§ Objective:
Copy each record exactly as it reads, leaving out any pictures it holds.

(Source records)
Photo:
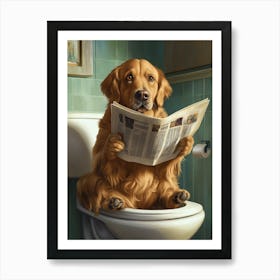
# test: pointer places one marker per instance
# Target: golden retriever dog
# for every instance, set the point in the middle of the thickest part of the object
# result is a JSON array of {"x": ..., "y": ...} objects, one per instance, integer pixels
[{"x": 114, "y": 183}]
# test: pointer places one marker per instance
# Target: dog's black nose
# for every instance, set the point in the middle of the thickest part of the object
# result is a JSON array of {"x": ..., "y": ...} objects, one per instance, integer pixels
[{"x": 141, "y": 95}]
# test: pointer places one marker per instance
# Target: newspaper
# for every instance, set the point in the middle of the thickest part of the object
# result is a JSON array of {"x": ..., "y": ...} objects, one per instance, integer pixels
[{"x": 150, "y": 140}]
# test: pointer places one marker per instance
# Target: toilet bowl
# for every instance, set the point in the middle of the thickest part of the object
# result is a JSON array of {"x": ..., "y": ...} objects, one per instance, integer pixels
[
  {"x": 128, "y": 223},
  {"x": 179, "y": 223}
]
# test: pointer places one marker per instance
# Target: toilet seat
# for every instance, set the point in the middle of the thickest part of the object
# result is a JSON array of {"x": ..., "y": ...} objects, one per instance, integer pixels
[{"x": 191, "y": 208}]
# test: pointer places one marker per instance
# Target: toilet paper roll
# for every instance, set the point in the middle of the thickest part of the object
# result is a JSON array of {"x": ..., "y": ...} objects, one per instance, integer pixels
[{"x": 201, "y": 151}]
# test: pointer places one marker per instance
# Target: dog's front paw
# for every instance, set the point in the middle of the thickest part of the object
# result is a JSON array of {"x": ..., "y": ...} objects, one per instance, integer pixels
[
  {"x": 113, "y": 146},
  {"x": 185, "y": 146}
]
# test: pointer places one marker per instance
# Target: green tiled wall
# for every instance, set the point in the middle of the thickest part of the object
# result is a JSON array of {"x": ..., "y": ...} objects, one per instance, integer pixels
[
  {"x": 84, "y": 94},
  {"x": 196, "y": 173}
]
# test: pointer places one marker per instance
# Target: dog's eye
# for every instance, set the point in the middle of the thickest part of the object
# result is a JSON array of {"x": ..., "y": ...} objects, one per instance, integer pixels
[
  {"x": 151, "y": 78},
  {"x": 129, "y": 78}
]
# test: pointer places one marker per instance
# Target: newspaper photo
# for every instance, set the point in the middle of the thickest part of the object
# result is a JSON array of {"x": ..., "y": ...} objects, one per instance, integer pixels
[{"x": 150, "y": 140}]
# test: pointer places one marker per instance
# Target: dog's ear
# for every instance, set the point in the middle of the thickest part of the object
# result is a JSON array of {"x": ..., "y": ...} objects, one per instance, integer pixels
[
  {"x": 164, "y": 89},
  {"x": 110, "y": 86}
]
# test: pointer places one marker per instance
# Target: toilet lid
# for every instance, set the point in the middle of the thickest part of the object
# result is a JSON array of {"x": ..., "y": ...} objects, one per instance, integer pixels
[{"x": 190, "y": 209}]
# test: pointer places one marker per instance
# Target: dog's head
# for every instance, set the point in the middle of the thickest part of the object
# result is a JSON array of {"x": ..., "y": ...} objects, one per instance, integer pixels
[{"x": 138, "y": 85}]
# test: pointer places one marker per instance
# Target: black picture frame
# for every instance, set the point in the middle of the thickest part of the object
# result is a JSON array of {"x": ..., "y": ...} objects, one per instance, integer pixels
[{"x": 53, "y": 252}]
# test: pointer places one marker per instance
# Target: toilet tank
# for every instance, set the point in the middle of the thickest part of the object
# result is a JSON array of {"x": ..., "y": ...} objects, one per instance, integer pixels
[{"x": 82, "y": 132}]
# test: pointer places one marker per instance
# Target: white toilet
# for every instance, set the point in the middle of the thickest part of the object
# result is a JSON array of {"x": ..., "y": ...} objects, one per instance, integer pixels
[{"x": 179, "y": 223}]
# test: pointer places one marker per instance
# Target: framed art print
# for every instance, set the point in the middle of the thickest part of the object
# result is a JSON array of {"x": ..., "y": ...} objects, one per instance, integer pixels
[{"x": 142, "y": 214}]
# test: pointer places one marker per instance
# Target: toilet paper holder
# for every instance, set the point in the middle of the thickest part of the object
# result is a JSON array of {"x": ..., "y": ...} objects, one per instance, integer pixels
[
  {"x": 202, "y": 149},
  {"x": 207, "y": 147}
]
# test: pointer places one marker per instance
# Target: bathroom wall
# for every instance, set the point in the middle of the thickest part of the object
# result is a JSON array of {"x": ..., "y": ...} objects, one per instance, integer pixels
[{"x": 84, "y": 94}]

§ Response to the task:
Photo:
# test: pointer places one marker per instance
# Target: golden retriever dog
# for every instance, set the point in the middle of the thickest part of the object
# result is a JSON array of {"x": ..., "y": ...} objects, one per instance, integer pixels
[{"x": 114, "y": 183}]
# test: pointer places one marker per instance
# Target: dog's black nose
# for every instance, set the point in the middle of the thickest part of the object
# result is a JSON array of {"x": ..., "y": ...} objects, one per instance, integer pixels
[{"x": 141, "y": 95}]
# test: pointer places one marker per instance
# Target: newspaper
# for every instance, set the point in the middle of the thickest part of the object
# result is a JSON array of {"x": ..., "y": ...} objects, one per instance, integer pixels
[{"x": 150, "y": 140}]
# test: pointer places one marker per instance
# Target: toilet bowl
# for every instance, set the point in the middle of the thickest part of the object
# result is a JSON array of {"x": ..., "y": ...} objects, one per instance, integer pixels
[
  {"x": 128, "y": 223},
  {"x": 179, "y": 223}
]
# test: pointer places one marker per instance
# Target: toilet seat
# for every instance, set the point in the middle of the thickest part of the object
# result is a JSON array of {"x": ..., "y": ...} objects, one per instance, integer pixels
[{"x": 191, "y": 208}]
# test: pointer places one marker per instance
# Target: toilet paper roll
# for every instance, set the point in the middle of the thickest part of the object
# result is a JSON array of {"x": ..., "y": ...} objects, one per instance, integer pixels
[{"x": 201, "y": 151}]
# test: pointer places one marker per instance
# Target: dog's front paw
# for every instance, set the point in the middle of the thickest part of the object
# result is a JSON array of {"x": ..., "y": ...} objects, one per instance, integer pixels
[
  {"x": 113, "y": 146},
  {"x": 185, "y": 146}
]
# test: pointer places one marker per instance
# Target: green tiled wall
# for every instance, set the point in the middle of the thickest part of the object
# result is a JSON array of {"x": ..., "y": ...} objects, one per instance, integer pixels
[
  {"x": 84, "y": 94},
  {"x": 196, "y": 173}
]
# test: pointer places one marker per instance
# Target: dog's eye
# for every instance, set the point in the middle of the thickest part of the object
# result is a JSON array of {"x": ..., "y": ...} objects, one per instance, integer pixels
[
  {"x": 151, "y": 78},
  {"x": 129, "y": 78}
]
# test: pointer places one marker per instance
# Target: newspaper photo
# for every instance, set the point in the middle of the thickest part of the object
# result is a JSON array of {"x": ..., "y": ...} objects, one per instance, integer pixels
[{"x": 150, "y": 140}]
# test: pointer places one marker per instance
# Target: dog's ear
# for every instance, set the point in the middle of the thickest part of the object
# result is a JSON array of {"x": ..., "y": ...} objects, one per instance, integer pixels
[
  {"x": 164, "y": 89},
  {"x": 110, "y": 86}
]
# test: pointer places one marker per instance
# Target: toilet lid
# for every instance, set the point in the middle of the thickest part of the object
# result is a JSON array of {"x": ..., "y": ...} objects, one per instance, integer pixels
[{"x": 190, "y": 209}]
# test: pointer places one marker per instance
# Target: dog's head
# for every instance, set the point in the middle of the thickest part of the object
# result is a JSON array of {"x": ..., "y": ...} objects, one per instance, integer pixels
[{"x": 138, "y": 85}]
# test: pointer places one marker per instance
# Target: black picture frame
# for every instance, set the point in the middle of the thickest part of the object
# result is a JSON array of {"x": ..., "y": ...} objects, one per instance, integer pixels
[{"x": 53, "y": 252}]
# test: pointer places one marker per instance
# Target: toilet tank
# for every instance, set the point in the middle of the thickest part of the object
# result is a JSON array of {"x": ..., "y": ...} objects, one per instance, integer pixels
[{"x": 82, "y": 132}]
# test: pointer places one marker per instance
# Target: white toilet
# for every instance, set the point in the middle of the thickest part of the object
# result is a JSON array of {"x": ..., "y": ...} objects, one per instance, integer pixels
[{"x": 179, "y": 223}]
# test: pointer places one marker per instance
# Target: framed art print
# for every instance, set the point in the middle of the thickest part of the object
# result is a JSON array of {"x": ..., "y": ...} objects, one per instance, integer pixels
[{"x": 142, "y": 214}]
# test: pointer places one marker per instance
# Target: toilet paper holder
# for every instance, set the point in the middle of the thickest part of the object
# result is a JSON array of {"x": ..., "y": ...} objects, one per instance, integer pixels
[
  {"x": 202, "y": 149},
  {"x": 207, "y": 147}
]
# test: pointer places one marker per instance
# Target: bathroom wall
# for every instance, set the point in the middle of the thickest part of the object
# result is a JSON array of {"x": ..., "y": ...} objects, one per instance, integer pixels
[{"x": 84, "y": 94}]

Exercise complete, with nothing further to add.